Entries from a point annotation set
####

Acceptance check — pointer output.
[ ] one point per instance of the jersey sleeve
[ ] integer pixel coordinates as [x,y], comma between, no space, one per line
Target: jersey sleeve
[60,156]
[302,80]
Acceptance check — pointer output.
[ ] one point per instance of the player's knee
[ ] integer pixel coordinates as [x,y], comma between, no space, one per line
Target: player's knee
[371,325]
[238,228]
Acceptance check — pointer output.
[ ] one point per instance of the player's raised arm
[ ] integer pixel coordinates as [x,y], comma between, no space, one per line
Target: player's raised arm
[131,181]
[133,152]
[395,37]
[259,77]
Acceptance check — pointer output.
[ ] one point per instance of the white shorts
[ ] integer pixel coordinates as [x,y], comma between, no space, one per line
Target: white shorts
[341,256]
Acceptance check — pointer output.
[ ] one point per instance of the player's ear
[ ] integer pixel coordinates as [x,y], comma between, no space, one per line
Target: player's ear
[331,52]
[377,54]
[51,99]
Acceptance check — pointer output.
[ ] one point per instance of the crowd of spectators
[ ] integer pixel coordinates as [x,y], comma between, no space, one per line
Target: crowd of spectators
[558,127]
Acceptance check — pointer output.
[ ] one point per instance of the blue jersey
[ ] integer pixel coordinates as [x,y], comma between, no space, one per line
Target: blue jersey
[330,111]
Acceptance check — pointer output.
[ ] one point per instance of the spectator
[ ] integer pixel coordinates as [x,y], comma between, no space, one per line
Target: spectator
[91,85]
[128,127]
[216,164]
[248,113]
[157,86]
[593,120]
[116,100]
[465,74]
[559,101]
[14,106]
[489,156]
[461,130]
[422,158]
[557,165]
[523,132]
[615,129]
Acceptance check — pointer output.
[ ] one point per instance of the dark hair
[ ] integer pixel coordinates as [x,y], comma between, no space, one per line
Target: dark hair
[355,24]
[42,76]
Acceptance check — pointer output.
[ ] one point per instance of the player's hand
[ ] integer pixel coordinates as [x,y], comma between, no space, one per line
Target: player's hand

####

Write all of the records out again exactly.

**Response for this exercise**.
Acceptance check — pointer output.
[ ] one point per instance of the jersey sleeve
[ ] integer pixel coordinates as [x,y], comma between, no space, one per line
Target: jersey sleeve
[60,156]
[302,80]
Acceptance check — pointer output.
[ ] one point per instance of the player's knee
[ ] integer pixel coordinates as [x,y], comma between, no space, one per line
Target: player's knee
[371,325]
[238,228]
Acceptance check — pointer output.
[ ] one point per instance of the player's raised arm
[ ] integer pixel coordinates as [x,y], comma between, no space, one per line
Target: player's raised arm
[131,181]
[133,152]
[395,37]
[259,77]
Acceptance check — pointer output.
[ ] one point per instance of the white shorts
[ ] integer pixel coordinates as [x,y], comma between, no space, one per line
Target: white shorts
[341,256]
Acceptance check — pointer output.
[ ] one point per instance of the player's ear
[ ] integer pixel coordinates as [x,y], comma between, no space, one per line
Target: player's ear
[331,52]
[377,54]
[51,99]
Acceptance check — pointer output.
[ ] one point per instance of the crowd of spectators
[ ] integer pixel coordinates as [x,y], comma between, no space, one per line
Target: crowd of spectators
[558,127]
Acceptance check — pointer output.
[ ] one point per instance of the blue jersey
[ ] integer pixel coordinates as [x,y], comma between, no space, one per line
Target: blue jersey
[330,111]
Acceptance check — pointer output.
[ ] one point per instance of the spectator
[ ] integer pixel coordinates as [x,y], comma between, no space, one per line
Target: spectator
[91,85]
[128,127]
[216,164]
[248,113]
[157,86]
[593,120]
[116,100]
[465,74]
[559,101]
[14,106]
[489,156]
[461,130]
[422,158]
[557,165]
[523,132]
[615,129]
Acceptance check — pointer output.
[ ] one point per instance of the dark hair
[ ] integer pixel coordinates as [x,y], comma between, no space, one per line
Target: dark hair
[355,24]
[42,76]
Acceptance check — pointer output.
[ ] one point per instance of the player's hand
[ ] integer pixel coordinates as [x,y], comma between, no space, one per line
Target: player's hand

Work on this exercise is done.